■ Task brief
Entries follow. Return each line that contains the word "below".

Items from a data source:
○ ○ ○ ○ ○ ○ ○

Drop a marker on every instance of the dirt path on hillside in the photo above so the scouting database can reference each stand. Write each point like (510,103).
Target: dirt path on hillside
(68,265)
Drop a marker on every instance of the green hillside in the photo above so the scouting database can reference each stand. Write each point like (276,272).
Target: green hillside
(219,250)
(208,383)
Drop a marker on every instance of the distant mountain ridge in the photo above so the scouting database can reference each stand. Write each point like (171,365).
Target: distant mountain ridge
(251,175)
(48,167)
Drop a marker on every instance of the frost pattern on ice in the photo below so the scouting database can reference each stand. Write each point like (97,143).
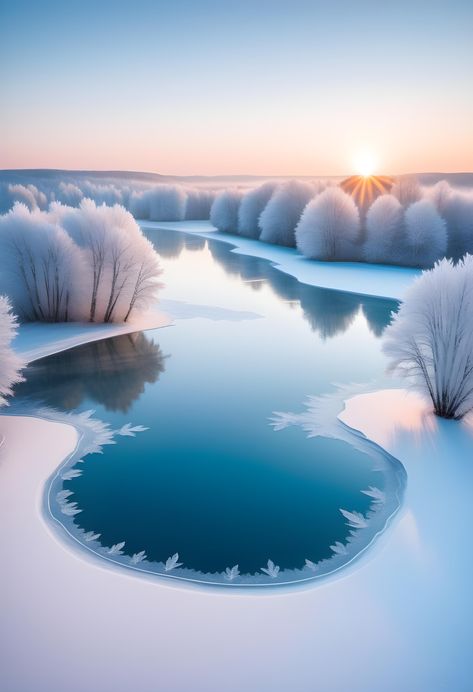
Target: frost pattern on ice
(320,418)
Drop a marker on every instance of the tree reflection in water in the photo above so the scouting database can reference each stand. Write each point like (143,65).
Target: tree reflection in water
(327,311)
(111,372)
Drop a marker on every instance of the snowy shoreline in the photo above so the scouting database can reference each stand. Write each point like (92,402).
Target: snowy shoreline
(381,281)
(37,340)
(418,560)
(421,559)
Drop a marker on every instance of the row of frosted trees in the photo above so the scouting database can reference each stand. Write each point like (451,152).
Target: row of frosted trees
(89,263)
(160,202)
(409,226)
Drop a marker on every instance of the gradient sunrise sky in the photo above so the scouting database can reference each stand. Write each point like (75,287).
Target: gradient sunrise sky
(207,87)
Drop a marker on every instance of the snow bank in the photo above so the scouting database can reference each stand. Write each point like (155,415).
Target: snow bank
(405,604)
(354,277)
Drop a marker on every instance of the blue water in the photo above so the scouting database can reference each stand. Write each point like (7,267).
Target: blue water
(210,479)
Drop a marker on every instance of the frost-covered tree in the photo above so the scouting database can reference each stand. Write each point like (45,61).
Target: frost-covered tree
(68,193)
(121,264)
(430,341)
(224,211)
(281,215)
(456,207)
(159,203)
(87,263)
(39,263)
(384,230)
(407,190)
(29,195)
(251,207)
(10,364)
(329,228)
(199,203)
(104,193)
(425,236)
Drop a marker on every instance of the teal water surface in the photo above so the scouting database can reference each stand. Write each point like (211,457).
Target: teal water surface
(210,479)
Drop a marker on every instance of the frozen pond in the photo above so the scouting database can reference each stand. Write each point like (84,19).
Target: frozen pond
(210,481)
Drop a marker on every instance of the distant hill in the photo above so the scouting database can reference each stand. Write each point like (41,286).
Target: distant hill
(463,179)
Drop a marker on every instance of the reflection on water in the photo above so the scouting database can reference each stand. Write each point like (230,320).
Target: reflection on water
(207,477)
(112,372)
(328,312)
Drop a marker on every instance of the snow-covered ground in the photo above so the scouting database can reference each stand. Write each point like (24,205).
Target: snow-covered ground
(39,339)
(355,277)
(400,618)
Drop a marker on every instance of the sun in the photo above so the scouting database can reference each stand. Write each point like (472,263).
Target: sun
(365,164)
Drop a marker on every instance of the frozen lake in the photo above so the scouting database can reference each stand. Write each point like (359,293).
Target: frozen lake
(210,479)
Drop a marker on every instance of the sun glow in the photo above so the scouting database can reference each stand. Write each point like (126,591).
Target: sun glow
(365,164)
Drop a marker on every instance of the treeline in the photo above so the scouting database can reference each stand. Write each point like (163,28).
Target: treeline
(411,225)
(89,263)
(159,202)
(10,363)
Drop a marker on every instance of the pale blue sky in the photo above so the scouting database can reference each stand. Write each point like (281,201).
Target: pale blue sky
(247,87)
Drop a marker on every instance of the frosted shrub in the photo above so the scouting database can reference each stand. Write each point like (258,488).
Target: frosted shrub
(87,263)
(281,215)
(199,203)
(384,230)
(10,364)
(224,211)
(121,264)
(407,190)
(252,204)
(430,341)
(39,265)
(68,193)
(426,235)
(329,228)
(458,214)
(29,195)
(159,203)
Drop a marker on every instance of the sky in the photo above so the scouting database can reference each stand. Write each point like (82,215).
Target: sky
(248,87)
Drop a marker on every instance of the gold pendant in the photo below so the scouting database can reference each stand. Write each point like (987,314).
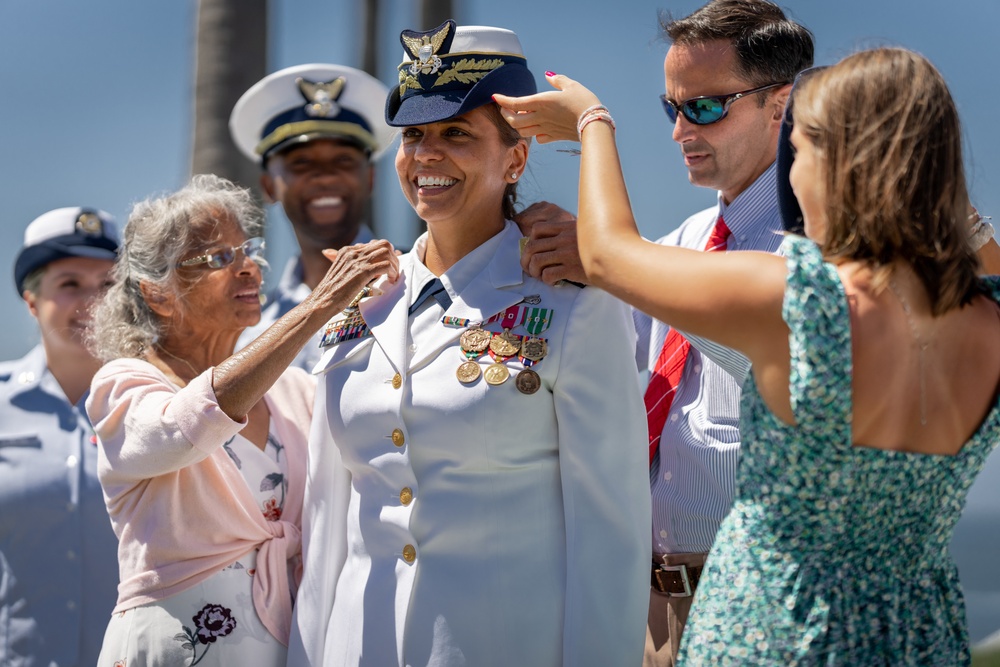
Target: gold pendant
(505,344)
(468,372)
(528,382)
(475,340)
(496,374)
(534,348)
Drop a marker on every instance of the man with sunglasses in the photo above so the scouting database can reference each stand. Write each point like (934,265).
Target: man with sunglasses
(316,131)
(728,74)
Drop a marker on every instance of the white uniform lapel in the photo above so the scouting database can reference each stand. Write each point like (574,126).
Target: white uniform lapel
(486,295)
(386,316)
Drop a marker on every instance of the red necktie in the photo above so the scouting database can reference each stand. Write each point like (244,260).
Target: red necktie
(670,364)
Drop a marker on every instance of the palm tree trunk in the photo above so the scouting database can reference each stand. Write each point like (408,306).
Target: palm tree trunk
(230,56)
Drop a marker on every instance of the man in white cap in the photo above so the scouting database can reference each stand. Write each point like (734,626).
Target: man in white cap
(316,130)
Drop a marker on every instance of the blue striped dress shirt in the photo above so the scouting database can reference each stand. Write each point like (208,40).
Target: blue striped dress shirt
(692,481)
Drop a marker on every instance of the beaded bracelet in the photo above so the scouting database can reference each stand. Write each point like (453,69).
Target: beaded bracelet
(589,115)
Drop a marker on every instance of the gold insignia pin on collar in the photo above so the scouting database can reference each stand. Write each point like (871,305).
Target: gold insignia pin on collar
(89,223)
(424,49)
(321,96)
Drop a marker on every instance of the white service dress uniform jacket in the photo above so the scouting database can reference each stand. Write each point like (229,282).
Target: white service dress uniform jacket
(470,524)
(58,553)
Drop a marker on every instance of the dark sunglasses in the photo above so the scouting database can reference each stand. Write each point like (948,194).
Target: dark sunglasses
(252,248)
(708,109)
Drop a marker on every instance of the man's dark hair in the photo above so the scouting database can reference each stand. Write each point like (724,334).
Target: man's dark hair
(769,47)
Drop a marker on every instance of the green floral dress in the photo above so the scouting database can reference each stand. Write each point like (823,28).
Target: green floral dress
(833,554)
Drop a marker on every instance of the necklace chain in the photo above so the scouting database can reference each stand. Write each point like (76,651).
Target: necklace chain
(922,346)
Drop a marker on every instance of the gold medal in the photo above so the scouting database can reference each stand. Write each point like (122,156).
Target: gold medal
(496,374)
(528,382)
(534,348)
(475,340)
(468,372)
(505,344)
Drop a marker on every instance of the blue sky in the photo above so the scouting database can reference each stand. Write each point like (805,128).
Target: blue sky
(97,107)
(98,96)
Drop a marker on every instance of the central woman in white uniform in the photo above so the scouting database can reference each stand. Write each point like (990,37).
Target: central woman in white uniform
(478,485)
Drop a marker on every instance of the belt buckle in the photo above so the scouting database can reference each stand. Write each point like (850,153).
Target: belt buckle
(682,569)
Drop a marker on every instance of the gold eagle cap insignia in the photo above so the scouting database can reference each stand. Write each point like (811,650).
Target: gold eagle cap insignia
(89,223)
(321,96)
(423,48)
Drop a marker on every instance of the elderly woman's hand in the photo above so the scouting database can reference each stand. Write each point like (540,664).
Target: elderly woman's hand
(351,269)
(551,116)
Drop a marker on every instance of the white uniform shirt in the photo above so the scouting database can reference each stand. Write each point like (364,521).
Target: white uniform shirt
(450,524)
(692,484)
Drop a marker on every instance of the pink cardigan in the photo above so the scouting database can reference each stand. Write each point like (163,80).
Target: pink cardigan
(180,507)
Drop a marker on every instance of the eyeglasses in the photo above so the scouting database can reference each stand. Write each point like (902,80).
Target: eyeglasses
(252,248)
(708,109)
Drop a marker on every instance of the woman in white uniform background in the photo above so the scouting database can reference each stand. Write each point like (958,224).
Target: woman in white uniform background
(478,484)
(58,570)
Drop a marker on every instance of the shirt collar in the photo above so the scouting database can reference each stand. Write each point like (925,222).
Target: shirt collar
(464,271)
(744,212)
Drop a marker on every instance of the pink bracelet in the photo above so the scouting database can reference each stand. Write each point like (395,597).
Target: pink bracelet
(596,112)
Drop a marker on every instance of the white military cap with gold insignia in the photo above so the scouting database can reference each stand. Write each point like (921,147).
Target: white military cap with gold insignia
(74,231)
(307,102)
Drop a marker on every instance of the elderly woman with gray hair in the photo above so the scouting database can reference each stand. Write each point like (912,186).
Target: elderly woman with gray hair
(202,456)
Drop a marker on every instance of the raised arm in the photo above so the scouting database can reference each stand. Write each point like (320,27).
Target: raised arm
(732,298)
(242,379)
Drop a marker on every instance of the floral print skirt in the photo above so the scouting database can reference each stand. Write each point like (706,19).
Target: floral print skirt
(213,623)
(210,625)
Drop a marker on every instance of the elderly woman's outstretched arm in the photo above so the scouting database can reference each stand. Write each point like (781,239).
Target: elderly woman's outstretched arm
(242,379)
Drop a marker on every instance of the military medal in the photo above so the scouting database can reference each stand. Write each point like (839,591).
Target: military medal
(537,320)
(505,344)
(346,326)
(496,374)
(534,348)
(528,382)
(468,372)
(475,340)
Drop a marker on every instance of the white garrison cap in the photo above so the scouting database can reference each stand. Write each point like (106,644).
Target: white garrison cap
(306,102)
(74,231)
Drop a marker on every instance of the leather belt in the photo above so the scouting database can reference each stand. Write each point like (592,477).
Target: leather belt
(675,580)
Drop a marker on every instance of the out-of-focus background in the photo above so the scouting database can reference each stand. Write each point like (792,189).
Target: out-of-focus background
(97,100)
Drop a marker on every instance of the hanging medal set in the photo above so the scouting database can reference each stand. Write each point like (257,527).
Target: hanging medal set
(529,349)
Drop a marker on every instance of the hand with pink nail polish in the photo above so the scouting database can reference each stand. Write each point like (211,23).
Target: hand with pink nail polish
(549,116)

○ ○ ○ ○ ○ ○ ○

■ Written reply
Drop a marker on every instance of the frost pattern on ice in the photo below so the scouting database can reference each stand. Write each point like (97,143).
Drop a marker on every instance of the gold pendant in the photo below so the scouting database can reference each stand. Write each point like (987,314).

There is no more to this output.